Simplifying the pf.conf did not change the outcome. However, as a test I created two ssh connections to the problem dst ipv4 from the same host, each employing differing src addresses. One was an alias from our public netblock. The other from a private IP that must be NATed.

The public address passes through the pf filter without problems. The connection does not drop until terminated by the client. The one which uses NAT failed after the usual brief period.
 
2. Lists vs. tables and no optimization are in place to allow single source editing and ease relating specific log entries to specific configuration file entries. Once things are stabilised then much of this can be simplified, as you suggest.
The table vs macro question is actually pretty simple math. If you define a macro that holds 10 addresses and then use that macro in three different places, the result is 30 rules! Implementing the same thing using a table is almost the same as for the number of lines you have to have in your ruleset, but the result is just one table and three rules instead of 30. And it's easy to write too:
Code:
table <something> const persist { \
        10.1.1.0/24, 10.1.5.0/24, 10.1.19.0/24, \
        192.168.100.1, 192.168.100.28, 192.168.100.142, \
        fd96:7824:eab4:c68a/64 }

...

block log quick from <something> to any

Simplifying the pf.conf did not change the outcome. However, as a test I created two ssh connections to the problem dst ipv4 from the same host, each employing differing src addresses. One was an alias from our public netblock. The other from a private IP that must be NATed.

The public address passes through the pf filter without problems. The connection does not drop until terminated by the client. The one which uses NAT failed after the usual brief period.
So it seems the problem is somehow related to NAT. I think this leaves three possible causes:
  1. Not all traffic that should be is passed to the nat rule.
  2. NAT does something terribly wrong
  3. A filter rule blocks (portions of) the traffic after NAT.
In order to eliminate 1 I would try to make sure that the rules after loading (check pfctl -s rules) result in exactly one nat rule, not several, and to keep that rule as broad and generic as possible, even if it's only for testing. If it's possible use some broad address/mask to feed traffic to the nat rule, like 192.168.0.0/16. As to 2 you might want to try and add :0 to the interface name of the nat target address and see whether that makes any difference, i.e. nat on $ext_if from 192.168/16 to any -> ($ext_if:0). This should make sure that nat only uses the first address of that interface, even if there are several. As for 3 you can probably only check any traffic that is blocked using tcpdump -netttti pflog0 and see if there's something that shouldn't be blocked.

---

TASK STATEMENT
Extract the passage of the pf NAT troubleshooting post starting with "2. Lists vs." and going on through "as you suggest.". You don't need the records for this.

---

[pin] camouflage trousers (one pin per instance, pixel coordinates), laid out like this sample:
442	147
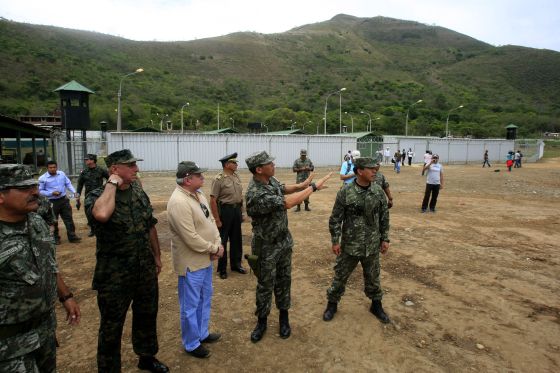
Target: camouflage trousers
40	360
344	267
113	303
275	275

---

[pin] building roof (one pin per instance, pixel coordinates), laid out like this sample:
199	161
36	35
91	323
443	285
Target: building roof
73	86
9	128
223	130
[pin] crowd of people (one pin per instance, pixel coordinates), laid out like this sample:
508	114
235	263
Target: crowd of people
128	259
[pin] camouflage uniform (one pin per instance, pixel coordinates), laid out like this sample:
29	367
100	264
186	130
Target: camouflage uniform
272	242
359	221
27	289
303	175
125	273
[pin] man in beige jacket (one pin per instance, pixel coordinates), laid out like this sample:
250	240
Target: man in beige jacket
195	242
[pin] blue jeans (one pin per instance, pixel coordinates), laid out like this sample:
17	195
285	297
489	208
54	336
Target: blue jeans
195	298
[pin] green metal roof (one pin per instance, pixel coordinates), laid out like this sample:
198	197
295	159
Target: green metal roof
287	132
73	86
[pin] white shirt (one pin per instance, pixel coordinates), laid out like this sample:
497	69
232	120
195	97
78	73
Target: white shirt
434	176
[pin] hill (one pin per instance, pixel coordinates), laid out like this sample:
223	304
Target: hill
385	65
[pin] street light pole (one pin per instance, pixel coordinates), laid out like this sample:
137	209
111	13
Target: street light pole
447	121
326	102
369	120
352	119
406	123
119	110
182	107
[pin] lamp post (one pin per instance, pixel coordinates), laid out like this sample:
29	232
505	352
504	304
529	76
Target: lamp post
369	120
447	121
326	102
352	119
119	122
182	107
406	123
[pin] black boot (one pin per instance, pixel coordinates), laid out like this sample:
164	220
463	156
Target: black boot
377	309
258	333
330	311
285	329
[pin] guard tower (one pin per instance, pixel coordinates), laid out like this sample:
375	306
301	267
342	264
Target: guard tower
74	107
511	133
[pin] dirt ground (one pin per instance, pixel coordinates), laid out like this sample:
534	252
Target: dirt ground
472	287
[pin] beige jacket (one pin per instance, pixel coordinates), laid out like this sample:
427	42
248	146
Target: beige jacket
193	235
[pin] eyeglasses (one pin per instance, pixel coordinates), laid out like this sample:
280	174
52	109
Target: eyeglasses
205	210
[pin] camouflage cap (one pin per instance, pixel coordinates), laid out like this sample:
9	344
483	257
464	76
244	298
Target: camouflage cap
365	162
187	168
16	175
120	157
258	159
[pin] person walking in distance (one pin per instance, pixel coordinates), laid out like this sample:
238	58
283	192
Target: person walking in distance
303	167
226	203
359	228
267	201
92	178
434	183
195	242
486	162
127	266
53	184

---

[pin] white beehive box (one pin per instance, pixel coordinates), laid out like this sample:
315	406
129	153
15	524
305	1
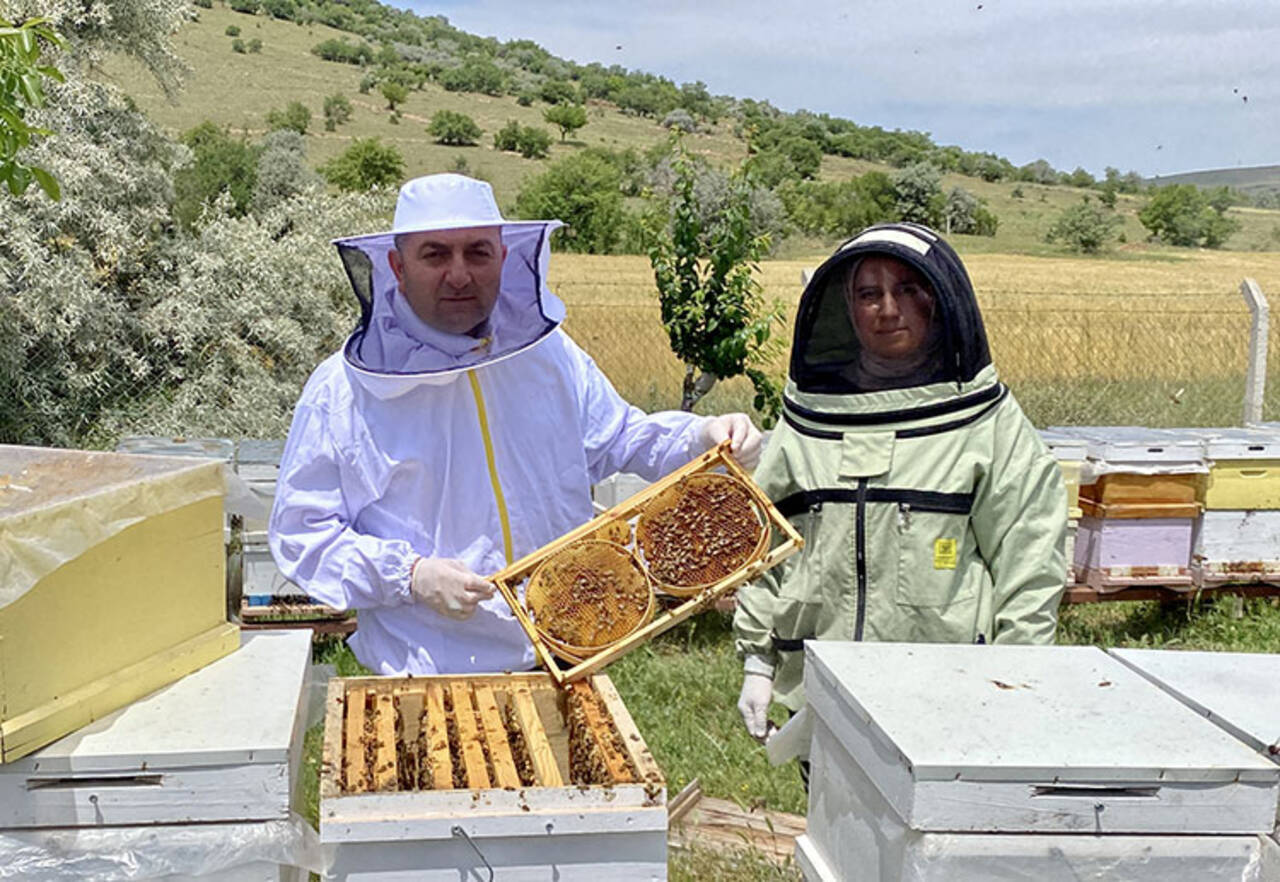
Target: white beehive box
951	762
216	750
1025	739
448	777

---

WRITTEN ANSWER
2. Lists vs. tables and no optimization are in place to allow single source editing and ease relating specific log entries to specific configuration file entries. Once things are stabilised then much of this can be simplified, as you suggest.